Задания к работе:
**a.** Перескажите в виде краткого списка абзац текста о суверенной демократии, который начинается словами «Вот, казалось бы, суверенная демократия», сохранив его главные факты.
**b.** Определите, согласуются ли с текстом о суверенной демократии утверждения (i), (ii) и (iii). Для каждого ответьте «да» или «нет» и приведите решающие слова текста в точной цитате.
(i) Ведьма из старого кинофильма вместо утерянной головы обнаружила кочан капусты.
(ii) Запад отказывается легитимировать китайскую верхушку.
(iii) Китайцы говорят, что их миллиард триста миллионов человек и они очень богатые.
**c.** Продолжите текст о суверенной демократии, начав сразу после его последнего предложения.

В поисках утраченной крыши

Нет, дорогие граждане, хуже ситуации, когда власть ищет идеологию. В старом кинофильме ведьма так утерянную голову искала — пошарит вокруг себя руками, нащупает нечто круглое, отдалённо бошку напоминающее и ну к шее прилаживать. А потом обнаруживает, что это обычный кочан капусты.

Вот, казалось бы, суверенная демократия. Ее люди еще сувенирной иногда называют, за грехи. Для чего она России нужна? Да просто, чтобы обосновать существование нынешнего режима, западным кондициям демократии отнюдь не отвечающего. Но чтобы обосновать режим, следует доказать отличие страны от Запада, неприемлемость западных стандартов.

Например, у китайцев есть «социализм с китайской спецификой», который всех устраивает. Вот и нам бы так. Проблема лишь в том, что за формальной идеологией, за тезисом, что социализм в КНР имеет свои особенности, скрывается иная, гораздо более правильная мысль. Китайцы говорят — «нас много, миллиард триста миллионов человек и мы очень бедные. Если у нас возникнет нестабильность, Западу не поздоровится». Вот истинная «специфика» КНР. И Запад, как господствующую силу современного мира, это обоснование вполне устраивает. «Да, так!». Китайцев много и нестабильность в их великом государстве не пойдёт на пользу миру. Поэтому Запад легитимирует китайскую верхушку, соглашается терпеть ее.

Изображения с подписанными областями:
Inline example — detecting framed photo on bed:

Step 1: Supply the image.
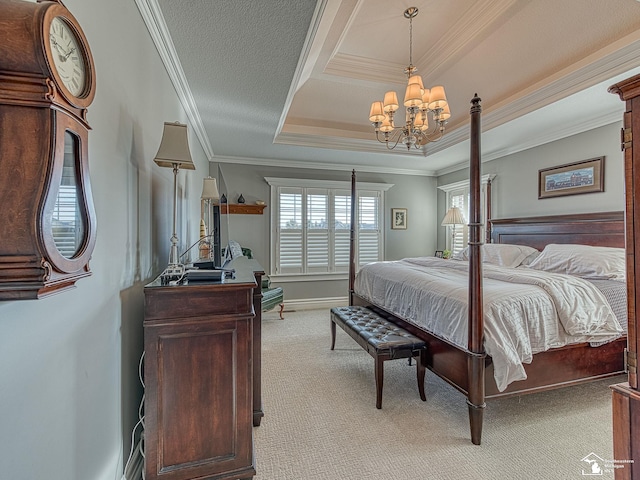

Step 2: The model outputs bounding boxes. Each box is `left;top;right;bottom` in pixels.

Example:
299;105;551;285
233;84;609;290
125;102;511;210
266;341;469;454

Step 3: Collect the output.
391;208;407;230
538;157;604;199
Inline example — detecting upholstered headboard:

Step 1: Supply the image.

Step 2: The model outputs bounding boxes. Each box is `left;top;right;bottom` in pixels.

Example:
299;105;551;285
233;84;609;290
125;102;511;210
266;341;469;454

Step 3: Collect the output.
489;212;625;250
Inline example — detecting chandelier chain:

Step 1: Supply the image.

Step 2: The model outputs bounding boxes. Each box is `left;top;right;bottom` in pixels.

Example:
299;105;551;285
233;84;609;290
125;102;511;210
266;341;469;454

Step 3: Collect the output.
369;7;451;150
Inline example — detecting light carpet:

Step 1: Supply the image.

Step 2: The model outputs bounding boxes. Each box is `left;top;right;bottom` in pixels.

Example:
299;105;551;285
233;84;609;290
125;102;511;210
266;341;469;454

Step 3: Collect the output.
254;309;626;480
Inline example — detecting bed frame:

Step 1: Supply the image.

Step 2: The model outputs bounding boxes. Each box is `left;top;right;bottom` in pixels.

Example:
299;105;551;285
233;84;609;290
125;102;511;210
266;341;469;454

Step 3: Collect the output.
349;95;626;445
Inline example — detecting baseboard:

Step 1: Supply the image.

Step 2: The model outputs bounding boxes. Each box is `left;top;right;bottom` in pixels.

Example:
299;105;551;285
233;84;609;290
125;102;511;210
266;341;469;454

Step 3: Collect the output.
121;433;144;480
284;297;349;313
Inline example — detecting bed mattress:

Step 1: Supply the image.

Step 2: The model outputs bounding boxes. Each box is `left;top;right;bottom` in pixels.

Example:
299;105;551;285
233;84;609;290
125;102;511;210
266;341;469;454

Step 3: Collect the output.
354;257;626;391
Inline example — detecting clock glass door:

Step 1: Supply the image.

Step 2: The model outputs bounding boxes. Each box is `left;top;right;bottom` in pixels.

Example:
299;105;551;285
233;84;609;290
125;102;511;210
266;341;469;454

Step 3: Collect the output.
52;131;86;258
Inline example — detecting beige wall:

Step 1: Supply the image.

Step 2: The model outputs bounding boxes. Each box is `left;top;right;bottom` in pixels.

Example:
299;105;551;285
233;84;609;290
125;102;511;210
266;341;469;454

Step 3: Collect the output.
0;0;208;480
210;163;436;300
438;122;624;247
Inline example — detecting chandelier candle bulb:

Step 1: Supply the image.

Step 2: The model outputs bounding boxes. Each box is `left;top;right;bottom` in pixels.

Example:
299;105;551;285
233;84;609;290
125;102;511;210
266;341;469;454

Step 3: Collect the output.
384;91;398;113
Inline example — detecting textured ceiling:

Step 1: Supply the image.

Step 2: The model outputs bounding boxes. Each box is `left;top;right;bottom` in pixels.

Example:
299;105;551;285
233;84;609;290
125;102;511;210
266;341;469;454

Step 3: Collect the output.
142;0;640;175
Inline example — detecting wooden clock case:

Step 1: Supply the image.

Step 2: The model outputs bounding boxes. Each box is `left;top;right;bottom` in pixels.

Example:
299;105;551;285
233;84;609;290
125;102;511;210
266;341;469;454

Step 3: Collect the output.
0;0;96;300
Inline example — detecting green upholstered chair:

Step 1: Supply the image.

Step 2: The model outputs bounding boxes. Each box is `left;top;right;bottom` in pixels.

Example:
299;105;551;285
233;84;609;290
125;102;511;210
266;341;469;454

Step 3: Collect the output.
222;242;284;320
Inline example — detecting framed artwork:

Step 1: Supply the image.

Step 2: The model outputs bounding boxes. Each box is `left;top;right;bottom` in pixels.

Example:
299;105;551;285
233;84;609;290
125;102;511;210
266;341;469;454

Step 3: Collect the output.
391;208;407;230
538;157;604;199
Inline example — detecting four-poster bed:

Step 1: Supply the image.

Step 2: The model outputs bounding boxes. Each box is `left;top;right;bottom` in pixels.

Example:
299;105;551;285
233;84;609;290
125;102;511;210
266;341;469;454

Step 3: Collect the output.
349;95;626;445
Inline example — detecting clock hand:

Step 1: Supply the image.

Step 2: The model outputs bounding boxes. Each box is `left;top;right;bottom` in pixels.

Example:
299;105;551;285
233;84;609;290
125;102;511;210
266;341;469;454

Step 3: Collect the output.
64;47;76;61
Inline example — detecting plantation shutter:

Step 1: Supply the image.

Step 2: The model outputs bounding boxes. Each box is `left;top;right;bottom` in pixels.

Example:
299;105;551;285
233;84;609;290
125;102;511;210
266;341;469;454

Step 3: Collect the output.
448;188;469;254
265;177;391;281
276;187;304;273
357;192;381;267
305;189;329;273
333;192;351;272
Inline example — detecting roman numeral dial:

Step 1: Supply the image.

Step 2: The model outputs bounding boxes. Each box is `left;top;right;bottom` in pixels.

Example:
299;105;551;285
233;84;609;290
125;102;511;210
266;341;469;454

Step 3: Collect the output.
49;17;87;97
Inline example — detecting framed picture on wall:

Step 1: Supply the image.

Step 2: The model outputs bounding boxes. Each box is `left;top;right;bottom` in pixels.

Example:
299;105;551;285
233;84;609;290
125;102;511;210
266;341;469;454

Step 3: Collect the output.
538;157;604;199
391;208;407;230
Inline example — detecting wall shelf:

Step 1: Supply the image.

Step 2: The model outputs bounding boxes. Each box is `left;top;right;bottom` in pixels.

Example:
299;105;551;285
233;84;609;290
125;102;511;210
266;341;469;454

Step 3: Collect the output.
220;203;266;215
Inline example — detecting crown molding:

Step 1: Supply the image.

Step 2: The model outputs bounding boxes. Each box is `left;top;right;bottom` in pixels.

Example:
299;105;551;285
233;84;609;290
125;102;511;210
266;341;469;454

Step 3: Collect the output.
135;0;213;159
211;156;435;177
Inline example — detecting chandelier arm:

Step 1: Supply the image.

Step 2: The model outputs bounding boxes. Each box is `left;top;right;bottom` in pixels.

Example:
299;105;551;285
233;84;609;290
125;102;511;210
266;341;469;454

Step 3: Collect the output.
369;7;451;154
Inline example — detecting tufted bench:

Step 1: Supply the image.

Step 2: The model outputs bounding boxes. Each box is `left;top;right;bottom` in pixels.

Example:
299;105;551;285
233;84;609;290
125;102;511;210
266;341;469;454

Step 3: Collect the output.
331;306;427;408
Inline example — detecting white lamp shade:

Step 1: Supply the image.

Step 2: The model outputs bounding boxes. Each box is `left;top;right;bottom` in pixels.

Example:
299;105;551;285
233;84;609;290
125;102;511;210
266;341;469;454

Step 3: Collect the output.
429;85;447;110
153;122;196;170
408;75;424;90
384;90;398;113
200;177;220;201
440;207;467;227
404;83;422;107
440;103;451;120
380;117;393;133
414;114;429;132
369;102;385;122
420;88;431;110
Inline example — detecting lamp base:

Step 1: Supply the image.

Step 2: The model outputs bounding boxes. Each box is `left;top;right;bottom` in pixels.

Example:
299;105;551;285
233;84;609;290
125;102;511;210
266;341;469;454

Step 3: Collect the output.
160;263;185;285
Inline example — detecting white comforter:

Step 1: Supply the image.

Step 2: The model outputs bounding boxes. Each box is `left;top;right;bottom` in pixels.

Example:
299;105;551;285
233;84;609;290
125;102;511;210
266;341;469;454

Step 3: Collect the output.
354;257;623;391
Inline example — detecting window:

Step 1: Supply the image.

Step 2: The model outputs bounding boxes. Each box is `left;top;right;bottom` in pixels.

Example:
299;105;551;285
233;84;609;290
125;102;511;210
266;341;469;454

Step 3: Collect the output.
438;175;495;253
266;178;391;281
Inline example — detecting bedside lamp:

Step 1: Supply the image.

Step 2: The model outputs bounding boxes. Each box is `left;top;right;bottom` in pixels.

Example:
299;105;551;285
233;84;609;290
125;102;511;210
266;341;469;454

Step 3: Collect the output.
200;177;222;268
153;122;196;280
440;207;467;250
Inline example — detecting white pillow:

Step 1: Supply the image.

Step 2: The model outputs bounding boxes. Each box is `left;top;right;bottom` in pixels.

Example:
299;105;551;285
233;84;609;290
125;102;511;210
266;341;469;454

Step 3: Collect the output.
529;243;626;280
453;243;540;268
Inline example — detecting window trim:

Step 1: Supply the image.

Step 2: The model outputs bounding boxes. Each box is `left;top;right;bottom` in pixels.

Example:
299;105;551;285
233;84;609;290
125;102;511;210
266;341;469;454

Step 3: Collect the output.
264;177;394;283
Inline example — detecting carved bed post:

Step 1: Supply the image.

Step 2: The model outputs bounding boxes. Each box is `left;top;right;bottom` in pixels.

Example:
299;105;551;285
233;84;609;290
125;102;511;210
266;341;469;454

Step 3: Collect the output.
467;94;486;445
349;169;358;305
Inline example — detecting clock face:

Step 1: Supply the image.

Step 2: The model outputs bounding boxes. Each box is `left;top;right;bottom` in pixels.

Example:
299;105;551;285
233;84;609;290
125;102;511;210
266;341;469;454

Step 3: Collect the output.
49;17;87;97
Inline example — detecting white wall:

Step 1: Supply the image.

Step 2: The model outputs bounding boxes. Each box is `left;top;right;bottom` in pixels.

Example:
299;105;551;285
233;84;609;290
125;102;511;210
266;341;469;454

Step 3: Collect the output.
0;0;208;480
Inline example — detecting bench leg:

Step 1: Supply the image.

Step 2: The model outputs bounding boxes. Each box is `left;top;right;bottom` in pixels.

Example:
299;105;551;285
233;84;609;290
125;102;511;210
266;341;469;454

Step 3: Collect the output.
416;350;427;402
331;319;336;350
375;357;384;410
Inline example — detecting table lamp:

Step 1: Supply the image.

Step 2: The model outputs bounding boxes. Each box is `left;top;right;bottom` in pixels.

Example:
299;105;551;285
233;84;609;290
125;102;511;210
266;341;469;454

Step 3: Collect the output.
199;177;222;268
153;122;196;280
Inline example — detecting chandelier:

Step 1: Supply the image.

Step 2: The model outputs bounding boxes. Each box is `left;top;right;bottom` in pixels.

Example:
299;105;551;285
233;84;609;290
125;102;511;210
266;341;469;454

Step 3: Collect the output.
369;7;451;150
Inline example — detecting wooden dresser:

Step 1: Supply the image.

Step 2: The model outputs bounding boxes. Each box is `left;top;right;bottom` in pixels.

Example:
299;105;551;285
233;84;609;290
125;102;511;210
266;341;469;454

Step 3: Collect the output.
144;257;264;480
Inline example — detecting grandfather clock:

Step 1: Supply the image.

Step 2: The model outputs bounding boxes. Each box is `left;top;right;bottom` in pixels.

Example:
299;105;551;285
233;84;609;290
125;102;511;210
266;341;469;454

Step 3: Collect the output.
0;0;96;300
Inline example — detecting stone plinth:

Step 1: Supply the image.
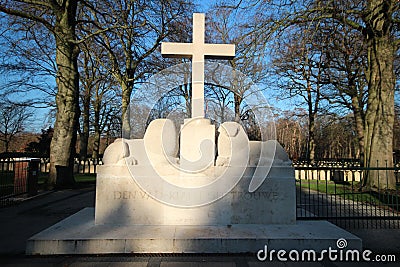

Ответы к заданиям:
**a.**
- Суверенную демократию иногда за грехи называют сувенирной.
- Она нужна России, чтобы обосновать существование нынешнего режима, который западным кондициям демократии не отвечает.
- Для этого следует доказать отличие страны от Запада и неприемлемость западных стандартов.

**b.**
(i) Да: «А потом обнаруживает, что это обычный кочан капусты».
(ii) Нет: «Поэтому Запад легитимирует китайскую верхушку, соглашается терпеть ее».
(iii) Нет: «нас много, миллиард триста миллионов человек и мы очень бедные».

**c.**
Не то у нас. Когда говорят про суверенную демократию, не имеют в виду ничего, кроме самой суверенной демократии. Это словосочетание не содержит в себе истинного мессиджа, который можно было бы транслировать граду и миру. Как не странно, идеология, с помощью которой можно было обосновать специфику режима и его отличие от Запада, у РФ была в 1990-е годы. Тогда говорилось, что Россия строит либеральное, демократическое государство, неотличимое от Запада. А в скобках, кавычках, за кадром говорилось иное, дескать, Россия — страна иррациональных русских медведей, пляшущих под водочную балалайку. «Представьте, говорили ельцинисты Западу, что случится, если ядерная держава окажется в состоянии хаоса. Уж лучше диктатура». И Запад соглашался, что диктатура лучше. Проблема лишь в том, что при Путине хаос ушел в прошлое. А значит, в прошлое ушла и сама возможность на него ссылаться.

Потому и возник неубедительный конструкт «суверенной демократии». Авторы термина, видимо, не очень понимают, что у него должно быть содержание. Вернее, понимают, шарят безглазо руками по траве, натыкаясь на очередные идеологические «кочаны», каждый раз новые. Но не находят. Отсюда попытки обратиться к опыту философов прошлого, вроде Ильина и Бердяева. Но те ничего толкового подсказать не могут, ибо идеология, которая разрабатывалась в конце XIX — начале XX века, разрабатывалась для России как будущей мировой державы. Соответственно, всё было заточено под предполагаемый статус. Россия и впрямь достигла его, но в качестве Советского Союза. Идеология не пригодилась, благо был марксизм-ленинизм. Так что идеологи начала XX века отправились на свалку истории, откуда их благополучно выковыряли после перестройки.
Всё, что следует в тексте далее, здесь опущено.